Objetivo:
Por favor, edite o texto sobre Wendie Renard de "De fato, não" até "títulos foram consecutivos.", reproduzindo esse trecho com "treinador" trocado por "técnico".

Trecho do documento:
Alguns destes padrões, como os que a atingiram nesta semana, surgem e se estabelecem em pensamentos racistas. "Eu era um pouco diferente das outras meninas, era meio moleque e obcecada por futebol. Eu corria para jogar na praia. Mesmo naquela época, sem entender o que me esperava, eu já sabia que precisava jogar duas vezes melhor e ser duas vezes mais esperta para ter respeito", relatou Renard.

Não que ela não tivesse apoio. Sobrinha de uma ex-árbitra da ilha e filha de uma mulher que se interessava por esporte, a zagueira não encontrava resistência das figuras maternas. "Quando eu e minhas irmãs brigávamos pela TV, eu sempre tinha as juízas do meu lado. A minha mãe entrava no quarto e perguntava sobre a gritaria. Minhas irmãs reclamavam sobre algum jogo de futebol que eu havia colocado. A minha mãe, então, perguntava quem estava jogando e se sentava para ver", disse.

"Um dia, houve um jogo da seleção francesa feminina. Eu vi Marinette Pichon e disse para a minha mãe: 'Um dia, você vai me ver na TV com aquela camisa. Sim, aquela serei eu. Você vai ver'. A camisa da França significa muito. Em Martinica, nós sabíamos que ela precisava ser conquistada", relembrou.

O diálogo com a mãe poderia ser seguido por uma história de sucesso imediato, mas Renard demorou para encontrar seu caminho no futebol. Desde uma professora que desdenhou de seu sonho de ser uma jogadora ("Wendie, você precisa escolher uma profissão que exista") até a primeira rejeição nas categorias de base do país, houve um longo caminho.

Quando ela tinha 14 anos, foi informada de que o centro de treinamento de Clairefontaine teria uma peneira para jovens meninas. Um dos seus treinadores na escola providenciou as passagens. "Eu estava tão feliz. Estava tão animada. Estava tão aterrorizada. Era frio, não tinha o sol que eu conhecia. Na ilha, eu era conhecida como a menina que jogava futebol. Mas na França? Ninguém me conhecia, era só uma menina de uma das ilhas. Eu me esforcei muito, mas sentia que não ia funcionar", contou.

De fato, não funcionou: Wendie não foi aprovada. O mesmo treinador que a levara para Paris conseguiu negociar uma semana de testes para ela no Lyon, na qual ela teria sete dias para impressionar ou voltar para o fim do mundo. "Era o destino", afirmou Renard, hoje capitã e seis vezes vencedora da Liga dos Campeões com o Lyon - os últimos quatro títulos foram consecutivos.

"Alguns anos depois, eu liguei para a minha mãe, que por muito tempo sentia vergonha por saber que outras pessoas estavam cuidando de sua filha em Lyon, e pude dizer para ela que estava ganhando dinheiro. Como uma mulher. Jogando futebol", concluiu.

Errata: este conteúdo foi atualizado
A ilha de Martinica é um território ultramarino francês, por isso, faz parte da França. O texto foi reformulado para deixar a informação mais clara.

Dados fornecidos:
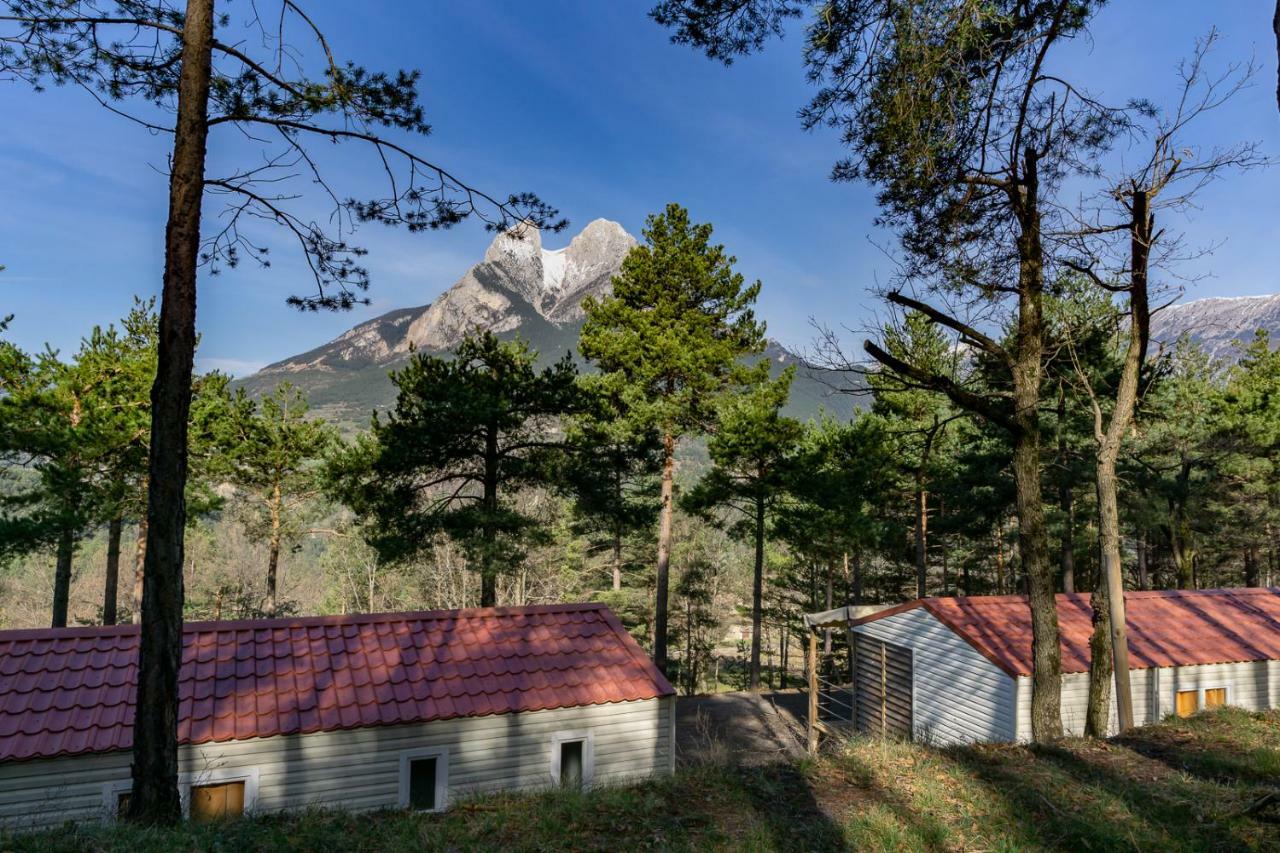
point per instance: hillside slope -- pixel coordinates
(519, 288)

Problema resolvido:
De fato, não funcionou: Wendie não foi aprovada. O mesmo técnico que a levara para Paris conseguiu negociar uma semana de testes para ela no Lyon, na qual ela teria sete dias para impressionar ou voltar para o fim do mundo. "Era o destino", afirmou Renard, hoje capitã e seis vezes vencedora da Liga dos Campeões com o Lyon - os últimos quatro títulos foram consecutivos.